**Aim of the task**
Tally the lines of the listing that contain the string "whole", treating uppercase and lowercase as distinct. Give only the number.

══ Records provided

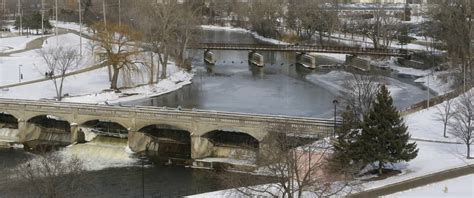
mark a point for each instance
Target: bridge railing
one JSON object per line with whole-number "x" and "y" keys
{"x": 302, "y": 48}
{"x": 167, "y": 111}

════

**Exercise answer**
1